## Passage provided
--*--

Upon illumination with 500-nm light, inactive cis-form QAQ rapidly and reversibly isomerized to the active trans form. By using this unique feature of the compound, the researchers found that isolated mouse dorsal root ganglion (DRG) neurons treated with capsaicin and QAQ were photosensitized. They also found that QAQ uptake by TRPV1-containing neurons in lamina II of the spinal cord’s dorsal horn led to the photosensitization of neurons in that area. In contrast, they saw only negligible photosensitization of the lamina III-IV region that contains non-nociceptive neurons, further demonstrating that QAQ selectively enters TRPV1-containing nociceptors. Furthermore, Kramer and colleagues demonstrated that QAQ, like QX-314, functioned as a local anesthetic when they treated peripheral nerve endings in the eyes of the mice topically with a combination of QAQ and capsaicin.
This ability to photoactivate QAQ at will and to restrict its uptake to specific nociceptive neurons will be highly valuable to researchers who previously had only blunt methods at their disposal. “We want to put these tools to work and ask interesting biological questions,” Kramer told PRF. For instance, he would like to use QAQ uptake assays to compare when and where ion channels in nociceptors are active in the presence and absence of noxious stimuli.
In the second study, Banghart and Sabatini describe the rapid and exact spatiotemporal control of opioid receptors in rat brain tissue by photoactivating CYLE and CYD8, two inert “caged” analogs of endogenous opioid peptides. “The ability to photosensitize affords precision and reproducibility, enabling robust quantitative analysis of peptidergic signaling for the first time,” explained Banghart, lead author of the study.

--*--

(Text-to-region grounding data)

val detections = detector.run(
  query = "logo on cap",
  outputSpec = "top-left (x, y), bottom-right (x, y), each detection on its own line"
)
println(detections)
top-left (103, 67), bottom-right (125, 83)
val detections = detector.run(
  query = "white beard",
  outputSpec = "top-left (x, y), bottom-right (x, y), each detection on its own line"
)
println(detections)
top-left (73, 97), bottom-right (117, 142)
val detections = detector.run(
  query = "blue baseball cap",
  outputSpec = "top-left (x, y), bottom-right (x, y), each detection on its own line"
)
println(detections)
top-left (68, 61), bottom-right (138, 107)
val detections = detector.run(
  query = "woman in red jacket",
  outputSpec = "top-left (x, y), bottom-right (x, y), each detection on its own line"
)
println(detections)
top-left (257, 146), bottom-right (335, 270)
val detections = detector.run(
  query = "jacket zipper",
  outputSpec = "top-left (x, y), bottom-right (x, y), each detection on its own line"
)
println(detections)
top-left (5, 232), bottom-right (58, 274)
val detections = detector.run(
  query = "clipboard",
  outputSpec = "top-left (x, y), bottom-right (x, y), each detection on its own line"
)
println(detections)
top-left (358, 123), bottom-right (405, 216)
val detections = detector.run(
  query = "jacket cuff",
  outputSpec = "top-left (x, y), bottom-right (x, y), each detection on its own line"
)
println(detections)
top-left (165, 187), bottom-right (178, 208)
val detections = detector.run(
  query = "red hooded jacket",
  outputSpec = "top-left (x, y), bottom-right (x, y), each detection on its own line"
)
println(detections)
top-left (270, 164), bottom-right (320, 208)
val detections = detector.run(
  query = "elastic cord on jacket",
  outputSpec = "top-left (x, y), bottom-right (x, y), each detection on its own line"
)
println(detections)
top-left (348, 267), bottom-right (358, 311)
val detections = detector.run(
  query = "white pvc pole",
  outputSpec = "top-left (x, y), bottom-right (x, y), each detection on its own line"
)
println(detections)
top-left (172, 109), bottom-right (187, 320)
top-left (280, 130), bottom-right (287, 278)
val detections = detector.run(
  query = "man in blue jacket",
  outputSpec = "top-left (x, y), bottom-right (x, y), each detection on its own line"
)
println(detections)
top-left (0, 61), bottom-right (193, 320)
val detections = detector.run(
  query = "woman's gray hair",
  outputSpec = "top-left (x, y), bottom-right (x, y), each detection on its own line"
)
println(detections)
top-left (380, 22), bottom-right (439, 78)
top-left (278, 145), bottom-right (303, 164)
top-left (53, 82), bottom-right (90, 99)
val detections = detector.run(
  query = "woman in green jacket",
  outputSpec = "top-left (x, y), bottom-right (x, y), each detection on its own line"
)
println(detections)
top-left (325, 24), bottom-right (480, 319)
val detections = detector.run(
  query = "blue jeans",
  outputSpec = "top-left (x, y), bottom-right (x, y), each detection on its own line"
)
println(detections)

--*--

## Your instructions
Please list every chemical compound named in the passage about photoactivated compounds above.

## Written solution
QAQ, capsaicin, QX-314, CYLE, CYD8